- **Work order**
Filter the entries down to the lines containing "green", and copy those lines.

- **Excerpts from a dataset**
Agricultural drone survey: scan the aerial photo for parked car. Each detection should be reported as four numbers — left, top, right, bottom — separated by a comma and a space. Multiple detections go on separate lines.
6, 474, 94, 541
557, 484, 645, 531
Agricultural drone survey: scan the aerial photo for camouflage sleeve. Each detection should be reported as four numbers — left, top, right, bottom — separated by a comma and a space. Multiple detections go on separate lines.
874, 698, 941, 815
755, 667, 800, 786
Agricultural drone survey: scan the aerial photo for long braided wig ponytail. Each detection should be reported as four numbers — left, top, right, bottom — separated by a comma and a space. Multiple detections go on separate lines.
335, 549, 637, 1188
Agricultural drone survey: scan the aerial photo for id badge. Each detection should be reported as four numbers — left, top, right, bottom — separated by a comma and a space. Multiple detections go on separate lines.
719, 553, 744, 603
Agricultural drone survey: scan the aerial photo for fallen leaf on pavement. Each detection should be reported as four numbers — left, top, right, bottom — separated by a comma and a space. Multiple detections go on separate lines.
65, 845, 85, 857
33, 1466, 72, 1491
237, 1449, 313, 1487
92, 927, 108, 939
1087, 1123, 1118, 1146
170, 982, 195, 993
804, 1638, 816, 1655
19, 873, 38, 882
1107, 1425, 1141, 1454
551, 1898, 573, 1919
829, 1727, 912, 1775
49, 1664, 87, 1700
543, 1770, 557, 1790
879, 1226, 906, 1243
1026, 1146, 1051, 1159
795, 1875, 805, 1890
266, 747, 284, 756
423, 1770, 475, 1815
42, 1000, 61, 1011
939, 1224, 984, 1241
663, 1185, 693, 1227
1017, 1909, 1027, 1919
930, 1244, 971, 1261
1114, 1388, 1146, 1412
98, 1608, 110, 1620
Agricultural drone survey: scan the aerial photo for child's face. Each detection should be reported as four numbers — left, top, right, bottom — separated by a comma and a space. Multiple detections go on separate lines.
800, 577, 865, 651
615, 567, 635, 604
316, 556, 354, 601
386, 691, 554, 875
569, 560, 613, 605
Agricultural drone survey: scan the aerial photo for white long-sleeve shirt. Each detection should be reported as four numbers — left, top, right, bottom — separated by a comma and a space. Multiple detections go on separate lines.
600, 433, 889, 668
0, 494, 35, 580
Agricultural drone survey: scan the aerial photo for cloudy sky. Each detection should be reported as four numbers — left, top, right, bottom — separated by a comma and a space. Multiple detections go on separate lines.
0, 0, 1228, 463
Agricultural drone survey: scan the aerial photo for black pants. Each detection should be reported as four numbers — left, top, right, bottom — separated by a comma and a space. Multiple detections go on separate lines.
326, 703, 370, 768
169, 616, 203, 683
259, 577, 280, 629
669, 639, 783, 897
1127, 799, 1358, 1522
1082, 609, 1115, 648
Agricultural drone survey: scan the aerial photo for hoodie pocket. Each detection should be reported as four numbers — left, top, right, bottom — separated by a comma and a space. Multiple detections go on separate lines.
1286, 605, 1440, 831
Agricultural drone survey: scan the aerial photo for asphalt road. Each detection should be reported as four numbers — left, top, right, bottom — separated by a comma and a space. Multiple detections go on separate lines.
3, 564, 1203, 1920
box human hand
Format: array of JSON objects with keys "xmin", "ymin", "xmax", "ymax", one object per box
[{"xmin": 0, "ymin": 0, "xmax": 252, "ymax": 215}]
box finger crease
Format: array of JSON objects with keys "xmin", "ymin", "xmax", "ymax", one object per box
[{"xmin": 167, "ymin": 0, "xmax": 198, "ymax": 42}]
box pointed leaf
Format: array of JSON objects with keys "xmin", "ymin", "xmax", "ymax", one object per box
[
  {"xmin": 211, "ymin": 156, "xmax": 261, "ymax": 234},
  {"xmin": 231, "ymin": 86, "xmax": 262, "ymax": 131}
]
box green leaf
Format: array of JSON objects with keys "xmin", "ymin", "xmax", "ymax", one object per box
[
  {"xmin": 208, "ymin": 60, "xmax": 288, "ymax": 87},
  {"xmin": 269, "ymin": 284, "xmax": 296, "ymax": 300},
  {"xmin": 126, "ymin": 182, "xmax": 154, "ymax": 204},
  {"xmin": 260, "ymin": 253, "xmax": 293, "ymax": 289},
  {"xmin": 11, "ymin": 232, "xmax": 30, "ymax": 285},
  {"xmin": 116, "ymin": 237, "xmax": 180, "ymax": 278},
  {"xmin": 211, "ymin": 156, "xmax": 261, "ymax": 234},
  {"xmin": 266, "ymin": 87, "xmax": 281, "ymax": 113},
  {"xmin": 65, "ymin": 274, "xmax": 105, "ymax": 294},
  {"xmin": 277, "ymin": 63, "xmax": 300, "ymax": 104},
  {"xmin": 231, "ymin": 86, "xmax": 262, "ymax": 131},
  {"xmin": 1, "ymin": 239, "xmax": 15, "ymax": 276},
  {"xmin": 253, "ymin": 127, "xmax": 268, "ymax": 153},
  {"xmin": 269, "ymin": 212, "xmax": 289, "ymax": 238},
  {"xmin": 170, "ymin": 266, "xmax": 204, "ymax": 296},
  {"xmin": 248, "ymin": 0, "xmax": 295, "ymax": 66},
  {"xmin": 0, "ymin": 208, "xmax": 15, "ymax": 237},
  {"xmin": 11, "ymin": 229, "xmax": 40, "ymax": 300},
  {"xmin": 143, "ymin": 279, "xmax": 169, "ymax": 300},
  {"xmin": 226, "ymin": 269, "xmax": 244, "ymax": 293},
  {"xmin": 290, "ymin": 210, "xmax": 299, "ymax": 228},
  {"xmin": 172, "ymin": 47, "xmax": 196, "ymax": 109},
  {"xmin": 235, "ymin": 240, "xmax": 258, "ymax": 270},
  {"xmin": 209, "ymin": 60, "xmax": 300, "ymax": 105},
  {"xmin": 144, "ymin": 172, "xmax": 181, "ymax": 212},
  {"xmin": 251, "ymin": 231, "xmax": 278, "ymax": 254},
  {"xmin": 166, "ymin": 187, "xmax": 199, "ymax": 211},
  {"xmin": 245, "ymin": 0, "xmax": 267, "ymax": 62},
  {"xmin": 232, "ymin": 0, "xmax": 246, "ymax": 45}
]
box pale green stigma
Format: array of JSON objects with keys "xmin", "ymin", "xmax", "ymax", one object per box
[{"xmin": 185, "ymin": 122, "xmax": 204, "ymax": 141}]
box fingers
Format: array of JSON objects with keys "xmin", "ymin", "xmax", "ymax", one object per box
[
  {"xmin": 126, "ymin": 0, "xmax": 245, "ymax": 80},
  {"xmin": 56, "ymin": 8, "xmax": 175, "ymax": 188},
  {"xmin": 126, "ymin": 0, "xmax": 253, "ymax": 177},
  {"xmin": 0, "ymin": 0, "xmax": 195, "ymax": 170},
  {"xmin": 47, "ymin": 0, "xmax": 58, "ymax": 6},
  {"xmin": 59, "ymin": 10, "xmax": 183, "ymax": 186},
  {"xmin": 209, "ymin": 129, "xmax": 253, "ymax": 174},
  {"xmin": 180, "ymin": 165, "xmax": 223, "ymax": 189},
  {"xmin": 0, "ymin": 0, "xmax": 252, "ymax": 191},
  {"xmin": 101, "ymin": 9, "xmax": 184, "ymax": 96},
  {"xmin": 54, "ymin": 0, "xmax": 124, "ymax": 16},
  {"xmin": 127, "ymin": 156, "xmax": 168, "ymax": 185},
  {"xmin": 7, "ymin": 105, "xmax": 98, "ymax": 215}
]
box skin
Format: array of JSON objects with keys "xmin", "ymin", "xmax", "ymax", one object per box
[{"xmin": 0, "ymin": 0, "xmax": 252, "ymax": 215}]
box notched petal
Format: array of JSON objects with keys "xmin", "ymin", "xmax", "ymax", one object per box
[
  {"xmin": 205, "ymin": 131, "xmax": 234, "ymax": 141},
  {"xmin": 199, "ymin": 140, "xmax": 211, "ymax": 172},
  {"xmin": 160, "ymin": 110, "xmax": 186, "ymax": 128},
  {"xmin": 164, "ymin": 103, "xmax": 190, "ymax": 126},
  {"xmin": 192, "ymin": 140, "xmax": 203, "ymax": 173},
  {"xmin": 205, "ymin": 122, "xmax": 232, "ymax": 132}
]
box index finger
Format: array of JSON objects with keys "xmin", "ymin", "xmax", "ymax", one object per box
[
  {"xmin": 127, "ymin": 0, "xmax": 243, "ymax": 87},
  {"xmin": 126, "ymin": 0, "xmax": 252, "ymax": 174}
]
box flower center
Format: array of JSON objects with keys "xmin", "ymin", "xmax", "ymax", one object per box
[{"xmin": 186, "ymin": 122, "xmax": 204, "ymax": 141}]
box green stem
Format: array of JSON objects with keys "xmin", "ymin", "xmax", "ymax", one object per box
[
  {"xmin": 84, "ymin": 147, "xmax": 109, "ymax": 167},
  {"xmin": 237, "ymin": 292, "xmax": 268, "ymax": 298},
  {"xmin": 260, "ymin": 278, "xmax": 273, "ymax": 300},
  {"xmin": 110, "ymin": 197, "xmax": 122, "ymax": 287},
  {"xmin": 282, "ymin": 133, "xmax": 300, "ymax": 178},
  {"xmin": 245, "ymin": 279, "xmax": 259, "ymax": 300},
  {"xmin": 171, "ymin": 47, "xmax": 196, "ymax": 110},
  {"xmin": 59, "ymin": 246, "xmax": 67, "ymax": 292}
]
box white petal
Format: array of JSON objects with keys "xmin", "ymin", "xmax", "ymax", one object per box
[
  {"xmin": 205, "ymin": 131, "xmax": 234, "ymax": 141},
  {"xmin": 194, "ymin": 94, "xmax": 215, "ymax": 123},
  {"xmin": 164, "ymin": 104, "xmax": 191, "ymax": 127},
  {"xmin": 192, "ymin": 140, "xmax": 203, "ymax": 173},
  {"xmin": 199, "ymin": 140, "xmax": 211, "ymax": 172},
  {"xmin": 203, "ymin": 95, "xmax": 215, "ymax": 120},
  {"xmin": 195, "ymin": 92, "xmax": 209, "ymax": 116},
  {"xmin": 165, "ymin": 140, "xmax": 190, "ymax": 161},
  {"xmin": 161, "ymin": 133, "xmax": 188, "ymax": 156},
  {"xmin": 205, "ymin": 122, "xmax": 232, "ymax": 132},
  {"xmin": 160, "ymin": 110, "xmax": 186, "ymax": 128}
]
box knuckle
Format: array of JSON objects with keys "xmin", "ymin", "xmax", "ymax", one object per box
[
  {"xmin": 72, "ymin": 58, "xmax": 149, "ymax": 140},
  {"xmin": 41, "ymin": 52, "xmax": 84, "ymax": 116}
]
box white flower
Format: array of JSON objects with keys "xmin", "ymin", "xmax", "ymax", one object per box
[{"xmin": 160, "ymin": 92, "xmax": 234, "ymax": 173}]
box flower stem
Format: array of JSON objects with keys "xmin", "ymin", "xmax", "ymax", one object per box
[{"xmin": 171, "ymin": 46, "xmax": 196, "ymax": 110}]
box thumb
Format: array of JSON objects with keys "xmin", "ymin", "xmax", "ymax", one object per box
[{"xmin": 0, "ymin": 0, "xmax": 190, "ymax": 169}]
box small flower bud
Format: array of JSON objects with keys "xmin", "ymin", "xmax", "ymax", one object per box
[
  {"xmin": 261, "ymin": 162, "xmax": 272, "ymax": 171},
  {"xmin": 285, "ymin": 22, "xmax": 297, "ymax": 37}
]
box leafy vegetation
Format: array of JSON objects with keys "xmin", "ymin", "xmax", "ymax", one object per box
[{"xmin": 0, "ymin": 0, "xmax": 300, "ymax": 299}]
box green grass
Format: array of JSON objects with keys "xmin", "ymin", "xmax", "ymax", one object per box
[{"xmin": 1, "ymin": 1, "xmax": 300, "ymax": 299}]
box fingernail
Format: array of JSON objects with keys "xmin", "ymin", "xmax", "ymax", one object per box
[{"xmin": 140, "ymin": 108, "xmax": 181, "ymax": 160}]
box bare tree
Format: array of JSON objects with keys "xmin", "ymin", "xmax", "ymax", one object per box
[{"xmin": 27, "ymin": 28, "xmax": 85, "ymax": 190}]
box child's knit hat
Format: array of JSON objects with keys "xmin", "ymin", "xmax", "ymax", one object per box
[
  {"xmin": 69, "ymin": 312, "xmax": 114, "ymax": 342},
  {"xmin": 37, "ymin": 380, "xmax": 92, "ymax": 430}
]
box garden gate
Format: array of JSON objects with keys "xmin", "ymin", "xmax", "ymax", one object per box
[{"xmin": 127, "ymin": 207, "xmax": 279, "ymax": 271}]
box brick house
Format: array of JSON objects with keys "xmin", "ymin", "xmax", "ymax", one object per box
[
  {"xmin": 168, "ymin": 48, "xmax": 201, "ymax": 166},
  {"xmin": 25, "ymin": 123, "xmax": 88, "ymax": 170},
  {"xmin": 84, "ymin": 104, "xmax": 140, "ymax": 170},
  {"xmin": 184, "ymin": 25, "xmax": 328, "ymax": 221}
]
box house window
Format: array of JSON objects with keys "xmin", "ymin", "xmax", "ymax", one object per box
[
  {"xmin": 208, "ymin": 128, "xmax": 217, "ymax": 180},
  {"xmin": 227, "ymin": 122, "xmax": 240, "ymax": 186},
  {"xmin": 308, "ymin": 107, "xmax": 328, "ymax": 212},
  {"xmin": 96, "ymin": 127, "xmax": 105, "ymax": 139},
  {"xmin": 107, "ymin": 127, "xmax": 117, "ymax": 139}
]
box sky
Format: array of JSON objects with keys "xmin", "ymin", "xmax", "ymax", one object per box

- **Expected output**
box green leaf
box pale green stigma
box green stem
box green grass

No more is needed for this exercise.